## CONSEGNA 1
Secondo il brano sul debito pubblico, a quale percentuale del Pil corrispondeva il debito nel 2015?
## CONSEGNA 2
Ricopia dal brano sul debito pubblico il tratto che va da "In tal inquietante" a "mutuo e/o affitto.".

## BRANO SCELTO
------------------------------------
Se il pesante e progressivo peggioramento della qualità della vita avesse prodotto un qualche risultato, gli italiani lo avrebbero accettato e avrebbero guardato al futuro con più fiducia.
Haimè! Il debito pubblico è paradossalmente aumentato ed ha raggiunto la cifra di oltre 2 mila e cento miliardi di euro, nel 2015, pari al 132,6 % del Pil ( nel 2011 era il 116,4% del Pil).
In tal inquietante incertezza, le riforme, anche quelle più illuminate, perdono smalto e rischiano di naufragare. Si prenda la L.107/2015. I docenti in queste settimane sono alle prese con PTOF, alternanza scuola lavoro, carta elettronica, valorizzazione del merito, e ancora non hanno del tutto metabolizzato le novità delle linee guida del 2010. Mentre preparano le lezioni, correggono compiti sono distratti dall’arrivo, quasi giornaliero, degli avvisi di pagamento, collaudo, bollo auto, assicurazione, Tares, Tari. Ritornano, ostinati, a preparare verifiche, a monitorare Uda, ad aggiornarsi e sono, ancora una volta, sviati dall’apprensione di non riuscire a fare fronte alle scadenze delle bollette di energia elettrica, telefono, gas, acqua, rate del mutuo e/o affitto.
------------------------------------
Voci di dati salvate
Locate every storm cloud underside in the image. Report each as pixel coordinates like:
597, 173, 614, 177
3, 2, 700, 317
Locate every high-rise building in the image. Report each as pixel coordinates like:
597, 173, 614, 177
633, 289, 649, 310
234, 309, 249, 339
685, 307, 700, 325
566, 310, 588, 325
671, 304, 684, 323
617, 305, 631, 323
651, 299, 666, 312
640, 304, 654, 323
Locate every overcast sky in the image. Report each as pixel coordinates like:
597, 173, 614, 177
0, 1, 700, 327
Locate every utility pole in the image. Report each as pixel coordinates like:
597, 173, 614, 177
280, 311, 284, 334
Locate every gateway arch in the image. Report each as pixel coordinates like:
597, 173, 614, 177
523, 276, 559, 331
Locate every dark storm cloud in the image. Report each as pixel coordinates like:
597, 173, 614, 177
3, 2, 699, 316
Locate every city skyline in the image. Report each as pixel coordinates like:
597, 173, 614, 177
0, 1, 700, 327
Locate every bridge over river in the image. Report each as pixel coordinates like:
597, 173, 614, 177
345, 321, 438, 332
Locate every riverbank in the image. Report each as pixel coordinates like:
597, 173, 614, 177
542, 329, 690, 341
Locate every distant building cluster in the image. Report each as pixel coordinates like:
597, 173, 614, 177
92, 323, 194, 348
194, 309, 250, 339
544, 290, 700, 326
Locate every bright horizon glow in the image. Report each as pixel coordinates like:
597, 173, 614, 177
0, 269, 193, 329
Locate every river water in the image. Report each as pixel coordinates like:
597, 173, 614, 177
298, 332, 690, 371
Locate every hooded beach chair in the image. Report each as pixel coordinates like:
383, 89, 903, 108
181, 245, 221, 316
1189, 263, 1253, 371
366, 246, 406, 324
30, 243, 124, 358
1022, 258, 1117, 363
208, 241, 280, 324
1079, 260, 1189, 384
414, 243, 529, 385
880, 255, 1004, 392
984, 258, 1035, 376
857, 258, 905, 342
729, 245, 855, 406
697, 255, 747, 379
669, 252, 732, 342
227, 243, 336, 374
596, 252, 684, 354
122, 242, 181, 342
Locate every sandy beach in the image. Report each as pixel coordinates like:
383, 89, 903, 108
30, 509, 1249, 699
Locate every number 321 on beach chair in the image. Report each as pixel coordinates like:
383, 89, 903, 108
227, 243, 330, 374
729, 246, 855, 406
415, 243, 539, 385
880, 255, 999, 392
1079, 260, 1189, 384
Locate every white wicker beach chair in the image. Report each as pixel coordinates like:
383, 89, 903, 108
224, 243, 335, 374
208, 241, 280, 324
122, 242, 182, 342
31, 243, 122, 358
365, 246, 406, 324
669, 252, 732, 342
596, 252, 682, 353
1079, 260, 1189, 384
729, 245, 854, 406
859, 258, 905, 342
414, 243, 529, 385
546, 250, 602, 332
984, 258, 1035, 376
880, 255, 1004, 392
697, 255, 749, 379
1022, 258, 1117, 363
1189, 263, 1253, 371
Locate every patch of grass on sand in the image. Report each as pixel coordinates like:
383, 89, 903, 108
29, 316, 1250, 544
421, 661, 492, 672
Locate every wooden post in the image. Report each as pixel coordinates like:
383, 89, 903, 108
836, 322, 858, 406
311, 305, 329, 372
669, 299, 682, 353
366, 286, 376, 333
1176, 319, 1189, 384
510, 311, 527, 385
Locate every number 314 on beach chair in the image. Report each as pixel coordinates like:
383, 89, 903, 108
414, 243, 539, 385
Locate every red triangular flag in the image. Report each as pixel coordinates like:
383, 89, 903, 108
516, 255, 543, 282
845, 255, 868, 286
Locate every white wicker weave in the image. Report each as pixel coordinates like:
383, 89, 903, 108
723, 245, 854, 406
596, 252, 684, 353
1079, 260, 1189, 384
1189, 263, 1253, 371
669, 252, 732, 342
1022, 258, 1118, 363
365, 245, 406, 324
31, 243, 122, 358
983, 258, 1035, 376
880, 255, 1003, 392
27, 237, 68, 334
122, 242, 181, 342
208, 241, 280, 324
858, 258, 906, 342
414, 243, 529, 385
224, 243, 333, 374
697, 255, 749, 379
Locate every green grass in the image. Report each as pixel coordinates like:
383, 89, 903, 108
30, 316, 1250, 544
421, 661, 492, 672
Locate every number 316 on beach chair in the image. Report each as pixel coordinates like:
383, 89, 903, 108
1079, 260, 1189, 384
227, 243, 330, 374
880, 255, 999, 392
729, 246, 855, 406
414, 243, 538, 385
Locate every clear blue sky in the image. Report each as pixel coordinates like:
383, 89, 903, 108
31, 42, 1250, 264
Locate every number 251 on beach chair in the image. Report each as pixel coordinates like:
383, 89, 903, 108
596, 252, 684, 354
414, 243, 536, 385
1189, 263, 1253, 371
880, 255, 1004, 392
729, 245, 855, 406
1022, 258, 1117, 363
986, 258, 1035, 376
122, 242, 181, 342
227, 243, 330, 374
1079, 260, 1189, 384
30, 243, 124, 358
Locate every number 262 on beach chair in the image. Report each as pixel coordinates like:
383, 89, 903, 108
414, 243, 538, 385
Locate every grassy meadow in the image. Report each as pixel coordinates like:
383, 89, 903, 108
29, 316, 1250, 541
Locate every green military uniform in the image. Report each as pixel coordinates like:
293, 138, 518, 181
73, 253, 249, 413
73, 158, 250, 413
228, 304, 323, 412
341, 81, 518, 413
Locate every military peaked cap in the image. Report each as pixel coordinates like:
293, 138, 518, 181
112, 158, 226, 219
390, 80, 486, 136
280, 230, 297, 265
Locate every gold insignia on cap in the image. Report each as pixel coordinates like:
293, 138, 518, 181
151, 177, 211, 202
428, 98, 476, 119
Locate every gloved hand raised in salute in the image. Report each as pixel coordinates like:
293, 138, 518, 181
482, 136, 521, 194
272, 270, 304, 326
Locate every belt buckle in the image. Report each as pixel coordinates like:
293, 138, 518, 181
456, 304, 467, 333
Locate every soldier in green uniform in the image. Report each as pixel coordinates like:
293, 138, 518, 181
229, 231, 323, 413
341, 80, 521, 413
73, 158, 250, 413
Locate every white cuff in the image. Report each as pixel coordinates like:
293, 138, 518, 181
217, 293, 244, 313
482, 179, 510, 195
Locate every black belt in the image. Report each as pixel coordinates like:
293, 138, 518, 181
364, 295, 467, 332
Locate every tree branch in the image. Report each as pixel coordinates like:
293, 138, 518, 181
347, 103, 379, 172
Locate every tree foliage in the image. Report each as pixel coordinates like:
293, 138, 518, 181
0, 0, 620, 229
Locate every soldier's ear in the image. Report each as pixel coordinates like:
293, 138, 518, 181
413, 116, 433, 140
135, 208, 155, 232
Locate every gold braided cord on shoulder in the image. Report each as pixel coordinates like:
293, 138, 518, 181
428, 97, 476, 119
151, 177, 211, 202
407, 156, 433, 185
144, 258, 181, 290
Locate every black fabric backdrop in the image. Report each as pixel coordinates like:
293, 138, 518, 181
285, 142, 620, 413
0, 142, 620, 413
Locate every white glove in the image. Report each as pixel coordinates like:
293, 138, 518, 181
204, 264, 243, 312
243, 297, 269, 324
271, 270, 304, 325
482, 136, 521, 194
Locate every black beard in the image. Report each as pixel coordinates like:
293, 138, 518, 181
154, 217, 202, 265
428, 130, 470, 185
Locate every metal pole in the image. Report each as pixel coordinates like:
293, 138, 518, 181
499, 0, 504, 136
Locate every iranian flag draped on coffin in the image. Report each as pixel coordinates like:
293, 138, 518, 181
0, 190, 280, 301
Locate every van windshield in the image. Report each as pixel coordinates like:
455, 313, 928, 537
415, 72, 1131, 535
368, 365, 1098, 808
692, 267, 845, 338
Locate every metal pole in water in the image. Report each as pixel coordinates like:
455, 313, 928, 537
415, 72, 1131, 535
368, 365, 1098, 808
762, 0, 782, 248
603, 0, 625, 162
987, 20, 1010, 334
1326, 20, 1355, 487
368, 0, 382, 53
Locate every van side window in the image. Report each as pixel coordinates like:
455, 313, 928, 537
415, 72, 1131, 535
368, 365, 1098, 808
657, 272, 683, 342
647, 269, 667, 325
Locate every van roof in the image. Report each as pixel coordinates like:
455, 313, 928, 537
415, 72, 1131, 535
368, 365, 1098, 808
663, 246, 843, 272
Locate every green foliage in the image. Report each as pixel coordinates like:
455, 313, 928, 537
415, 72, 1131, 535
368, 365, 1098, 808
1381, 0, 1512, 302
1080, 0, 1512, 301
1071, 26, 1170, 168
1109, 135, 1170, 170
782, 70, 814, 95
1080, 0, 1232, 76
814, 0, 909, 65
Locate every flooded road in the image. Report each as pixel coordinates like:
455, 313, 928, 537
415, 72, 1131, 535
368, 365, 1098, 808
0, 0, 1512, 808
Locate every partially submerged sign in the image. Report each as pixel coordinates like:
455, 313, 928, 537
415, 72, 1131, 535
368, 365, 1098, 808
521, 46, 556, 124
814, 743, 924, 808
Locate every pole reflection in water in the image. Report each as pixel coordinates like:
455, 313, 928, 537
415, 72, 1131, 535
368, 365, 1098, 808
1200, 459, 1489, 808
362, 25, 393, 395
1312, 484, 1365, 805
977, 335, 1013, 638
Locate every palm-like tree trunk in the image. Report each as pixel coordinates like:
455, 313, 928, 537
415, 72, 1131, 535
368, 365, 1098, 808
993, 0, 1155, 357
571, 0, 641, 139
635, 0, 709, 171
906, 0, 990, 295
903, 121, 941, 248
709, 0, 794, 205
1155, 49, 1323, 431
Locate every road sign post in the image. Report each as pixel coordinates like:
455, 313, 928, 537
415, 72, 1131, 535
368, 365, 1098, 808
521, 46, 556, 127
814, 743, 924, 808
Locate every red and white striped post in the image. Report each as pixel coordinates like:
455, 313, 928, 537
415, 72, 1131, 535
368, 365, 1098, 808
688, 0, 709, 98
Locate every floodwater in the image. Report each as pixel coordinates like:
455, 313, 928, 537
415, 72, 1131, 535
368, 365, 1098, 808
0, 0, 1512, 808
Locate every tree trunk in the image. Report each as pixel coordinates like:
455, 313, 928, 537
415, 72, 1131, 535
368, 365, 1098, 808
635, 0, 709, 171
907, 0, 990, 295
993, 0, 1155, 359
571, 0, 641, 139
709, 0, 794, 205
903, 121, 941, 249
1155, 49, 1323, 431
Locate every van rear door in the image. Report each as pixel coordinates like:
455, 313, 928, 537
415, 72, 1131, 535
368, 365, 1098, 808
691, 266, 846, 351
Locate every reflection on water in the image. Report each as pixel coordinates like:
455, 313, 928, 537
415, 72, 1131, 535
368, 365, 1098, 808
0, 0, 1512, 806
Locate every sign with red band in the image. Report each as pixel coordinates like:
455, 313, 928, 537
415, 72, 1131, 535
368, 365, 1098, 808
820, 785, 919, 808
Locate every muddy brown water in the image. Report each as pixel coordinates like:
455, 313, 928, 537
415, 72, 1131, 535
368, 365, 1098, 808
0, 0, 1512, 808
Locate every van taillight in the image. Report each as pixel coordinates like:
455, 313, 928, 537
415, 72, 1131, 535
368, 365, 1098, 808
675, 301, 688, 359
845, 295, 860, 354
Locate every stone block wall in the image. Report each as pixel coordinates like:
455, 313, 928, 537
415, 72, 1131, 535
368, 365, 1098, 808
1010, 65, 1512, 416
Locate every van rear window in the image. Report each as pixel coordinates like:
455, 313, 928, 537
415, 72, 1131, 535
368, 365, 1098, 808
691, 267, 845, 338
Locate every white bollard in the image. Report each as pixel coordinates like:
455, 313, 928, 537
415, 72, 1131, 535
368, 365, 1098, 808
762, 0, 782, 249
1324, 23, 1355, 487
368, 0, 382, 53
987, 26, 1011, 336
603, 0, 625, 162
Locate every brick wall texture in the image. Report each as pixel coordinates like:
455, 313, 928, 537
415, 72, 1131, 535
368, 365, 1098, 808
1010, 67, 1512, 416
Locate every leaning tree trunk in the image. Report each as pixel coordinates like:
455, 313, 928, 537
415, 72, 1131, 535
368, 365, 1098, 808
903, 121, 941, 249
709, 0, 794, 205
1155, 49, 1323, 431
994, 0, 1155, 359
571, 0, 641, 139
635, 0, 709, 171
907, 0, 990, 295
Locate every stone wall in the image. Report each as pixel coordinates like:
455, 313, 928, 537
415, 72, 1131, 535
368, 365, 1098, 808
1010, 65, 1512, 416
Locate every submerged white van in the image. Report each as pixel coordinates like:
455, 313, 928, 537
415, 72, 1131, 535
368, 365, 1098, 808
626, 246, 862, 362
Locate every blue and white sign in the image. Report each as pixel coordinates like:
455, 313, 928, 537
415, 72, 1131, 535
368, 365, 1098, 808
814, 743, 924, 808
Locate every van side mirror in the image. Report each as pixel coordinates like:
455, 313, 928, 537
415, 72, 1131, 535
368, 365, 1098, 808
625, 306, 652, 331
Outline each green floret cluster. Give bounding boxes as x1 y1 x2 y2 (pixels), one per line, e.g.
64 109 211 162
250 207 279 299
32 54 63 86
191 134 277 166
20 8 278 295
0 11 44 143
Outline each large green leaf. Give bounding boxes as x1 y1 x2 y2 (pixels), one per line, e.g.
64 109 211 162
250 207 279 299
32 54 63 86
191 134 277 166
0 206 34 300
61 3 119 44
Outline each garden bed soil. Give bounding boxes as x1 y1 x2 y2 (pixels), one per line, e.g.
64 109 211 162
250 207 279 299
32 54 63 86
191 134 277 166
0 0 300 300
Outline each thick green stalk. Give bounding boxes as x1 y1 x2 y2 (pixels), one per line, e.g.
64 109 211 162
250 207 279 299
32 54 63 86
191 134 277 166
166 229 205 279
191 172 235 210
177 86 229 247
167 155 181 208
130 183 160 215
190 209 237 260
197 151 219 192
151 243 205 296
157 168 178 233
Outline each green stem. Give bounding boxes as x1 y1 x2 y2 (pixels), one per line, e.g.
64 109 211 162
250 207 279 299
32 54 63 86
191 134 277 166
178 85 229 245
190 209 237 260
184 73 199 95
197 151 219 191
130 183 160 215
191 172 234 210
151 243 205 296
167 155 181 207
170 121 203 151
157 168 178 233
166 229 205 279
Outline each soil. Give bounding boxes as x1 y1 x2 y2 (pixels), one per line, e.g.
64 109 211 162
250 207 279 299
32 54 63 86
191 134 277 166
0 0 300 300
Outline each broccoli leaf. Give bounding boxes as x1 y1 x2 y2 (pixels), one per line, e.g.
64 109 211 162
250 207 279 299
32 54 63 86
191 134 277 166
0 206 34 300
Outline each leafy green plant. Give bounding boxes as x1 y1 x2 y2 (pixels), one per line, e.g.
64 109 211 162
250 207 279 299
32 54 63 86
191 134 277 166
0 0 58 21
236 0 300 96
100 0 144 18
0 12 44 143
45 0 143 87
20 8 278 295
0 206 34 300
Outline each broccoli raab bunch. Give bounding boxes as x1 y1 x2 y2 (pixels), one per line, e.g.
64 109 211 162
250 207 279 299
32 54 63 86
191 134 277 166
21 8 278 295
------------------------------------
## SOLUZIONE SVOLTA 1
Al 132,6% del Pil.

## SOLUZIONE SVOLTA 2
In tal inquietante incertezza, le riforme, anche quelle più illuminate, perdono smalto e rischiano di naufragare. Si prenda la L.107/2015. I docenti in queste settimane sono alle prese con PTOF, alternanza scuola lavoro, carta elettronica, valorizzazione del merito, e ancora non hanno del tutto metabolizzato le novità delle linee guida del 2010. Mentre preparano le lezioni, correggono compiti sono distratti dall’arrivo, quasi giornaliero, degli avvisi di pagamento, collaudo, bollo auto, assicurazione, Tares, Tari. Ritornano, ostinati, a preparare verifiche, a monitorare Uda, ad aggiornarsi e sono, ancora una volta, sviati dall’apprensione di non riuscire a fare fronte alle scadenze delle bollette di energia elettrica, telefono, gas, acqua, rate del mutuo e/o affitto.